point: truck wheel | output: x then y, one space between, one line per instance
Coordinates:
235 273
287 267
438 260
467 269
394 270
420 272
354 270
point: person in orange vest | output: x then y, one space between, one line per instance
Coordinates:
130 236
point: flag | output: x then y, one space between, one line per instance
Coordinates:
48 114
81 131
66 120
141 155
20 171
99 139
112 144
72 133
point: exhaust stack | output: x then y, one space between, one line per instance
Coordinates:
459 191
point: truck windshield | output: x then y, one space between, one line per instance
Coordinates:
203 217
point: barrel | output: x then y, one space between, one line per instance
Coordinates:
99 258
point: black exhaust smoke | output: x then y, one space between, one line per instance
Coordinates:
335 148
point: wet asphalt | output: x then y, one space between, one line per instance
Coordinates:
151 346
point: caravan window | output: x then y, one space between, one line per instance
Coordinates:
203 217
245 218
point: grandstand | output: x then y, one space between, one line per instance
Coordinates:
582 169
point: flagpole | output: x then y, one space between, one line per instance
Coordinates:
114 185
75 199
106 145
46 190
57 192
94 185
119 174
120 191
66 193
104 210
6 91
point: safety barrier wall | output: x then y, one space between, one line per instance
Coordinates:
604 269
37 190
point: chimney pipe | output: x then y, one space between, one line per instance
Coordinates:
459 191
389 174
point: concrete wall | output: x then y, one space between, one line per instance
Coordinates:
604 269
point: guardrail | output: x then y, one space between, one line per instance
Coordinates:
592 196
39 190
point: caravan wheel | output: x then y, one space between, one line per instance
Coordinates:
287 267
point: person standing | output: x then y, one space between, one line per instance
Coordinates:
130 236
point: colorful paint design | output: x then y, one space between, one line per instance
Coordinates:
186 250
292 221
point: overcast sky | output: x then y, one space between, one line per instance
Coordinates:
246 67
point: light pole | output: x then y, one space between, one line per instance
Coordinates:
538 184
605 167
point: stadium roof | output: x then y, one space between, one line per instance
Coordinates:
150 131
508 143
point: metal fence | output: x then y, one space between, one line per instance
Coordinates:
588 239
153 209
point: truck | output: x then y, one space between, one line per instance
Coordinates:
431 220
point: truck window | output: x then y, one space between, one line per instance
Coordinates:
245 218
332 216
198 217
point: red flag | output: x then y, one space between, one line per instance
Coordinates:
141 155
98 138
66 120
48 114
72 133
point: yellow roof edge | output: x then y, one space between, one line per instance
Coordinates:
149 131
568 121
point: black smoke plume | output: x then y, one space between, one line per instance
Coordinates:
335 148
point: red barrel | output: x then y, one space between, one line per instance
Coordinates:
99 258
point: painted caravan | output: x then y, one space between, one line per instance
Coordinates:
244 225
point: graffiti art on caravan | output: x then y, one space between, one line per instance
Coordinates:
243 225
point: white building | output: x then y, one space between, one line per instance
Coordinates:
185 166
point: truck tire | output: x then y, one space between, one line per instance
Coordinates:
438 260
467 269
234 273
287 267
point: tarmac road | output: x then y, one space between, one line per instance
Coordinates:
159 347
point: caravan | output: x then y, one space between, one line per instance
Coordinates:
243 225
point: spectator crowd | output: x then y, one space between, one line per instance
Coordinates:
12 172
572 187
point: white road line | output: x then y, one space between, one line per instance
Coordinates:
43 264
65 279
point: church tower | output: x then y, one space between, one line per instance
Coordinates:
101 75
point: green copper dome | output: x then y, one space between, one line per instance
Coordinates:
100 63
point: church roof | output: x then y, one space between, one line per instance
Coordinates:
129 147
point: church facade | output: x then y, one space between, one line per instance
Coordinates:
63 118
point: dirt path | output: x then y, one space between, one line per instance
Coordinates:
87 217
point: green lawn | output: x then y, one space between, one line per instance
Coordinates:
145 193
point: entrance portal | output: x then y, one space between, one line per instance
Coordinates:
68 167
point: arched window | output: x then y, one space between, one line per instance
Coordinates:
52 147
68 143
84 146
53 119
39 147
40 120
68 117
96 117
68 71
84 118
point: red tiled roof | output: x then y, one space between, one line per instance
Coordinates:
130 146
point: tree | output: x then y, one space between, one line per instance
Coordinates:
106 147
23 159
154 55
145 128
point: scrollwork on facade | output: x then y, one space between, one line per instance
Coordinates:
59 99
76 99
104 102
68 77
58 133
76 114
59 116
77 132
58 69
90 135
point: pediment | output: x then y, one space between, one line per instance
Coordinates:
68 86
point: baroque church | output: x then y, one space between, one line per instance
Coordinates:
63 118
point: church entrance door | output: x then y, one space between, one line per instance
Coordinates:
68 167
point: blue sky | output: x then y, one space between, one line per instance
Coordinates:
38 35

_ _ _

THE TASK: Among the lines above, which ones include the word "truck"? Copy them.

RESPONSE TO THIS EXERCISE:
point: truck wheel | output: x then y, one space between, one line per instance
point: truck windshield | output: x then y, one space between, one line per instance
point: truck | output: x then y, one space between, one line per instance
point: truck window | output: x then y, one space between, one line per instance
point: truck tire | output: x then y, one space between, one line per instance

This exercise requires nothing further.